=== EXERCISE OBJECTIVE ===
Copy the lines below word for word, starting at the line that contains "Each instance receives exactly one keypoint. Tag the blurred" and continuing through the final line, with both ends included.

=== MATERIAL PROVIDED ===
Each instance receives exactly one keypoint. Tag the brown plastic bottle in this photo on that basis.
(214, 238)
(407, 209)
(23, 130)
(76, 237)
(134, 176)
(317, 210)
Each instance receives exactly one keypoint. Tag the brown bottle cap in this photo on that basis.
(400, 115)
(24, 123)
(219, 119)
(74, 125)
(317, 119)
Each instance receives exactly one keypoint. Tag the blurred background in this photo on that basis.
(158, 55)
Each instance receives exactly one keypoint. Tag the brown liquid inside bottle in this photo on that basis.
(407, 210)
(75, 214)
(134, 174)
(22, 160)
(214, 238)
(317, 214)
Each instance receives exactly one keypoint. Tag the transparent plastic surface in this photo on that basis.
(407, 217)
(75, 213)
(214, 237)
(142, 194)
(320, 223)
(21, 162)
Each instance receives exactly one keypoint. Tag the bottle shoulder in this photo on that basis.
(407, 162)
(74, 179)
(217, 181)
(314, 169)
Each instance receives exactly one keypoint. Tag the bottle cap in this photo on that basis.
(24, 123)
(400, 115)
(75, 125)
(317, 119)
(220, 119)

=== SOLUTION FOR THIS EXERCISE ===
Each instance receives exactly one keypoint. Tag the blurred background in this photo on that basis.
(158, 55)
Each instance receives exactly one keypoint. Tag the brown liquid inside bottle in this photo on that basis.
(407, 210)
(75, 214)
(134, 174)
(22, 160)
(214, 238)
(317, 214)
Each instance receives exactly one keypoint. Tag the transparent plastic surface in this photo on that basis.
(407, 217)
(75, 213)
(214, 237)
(142, 194)
(320, 223)
(21, 162)
Each instance receives exactly one keypoint. Tag the bottle shoulder in this photo on that basis.
(407, 162)
(74, 179)
(217, 181)
(314, 169)
Each instance receives exactly one keypoint. Tag the bottle cap in this photo on that basis.
(24, 123)
(400, 115)
(75, 125)
(317, 119)
(220, 119)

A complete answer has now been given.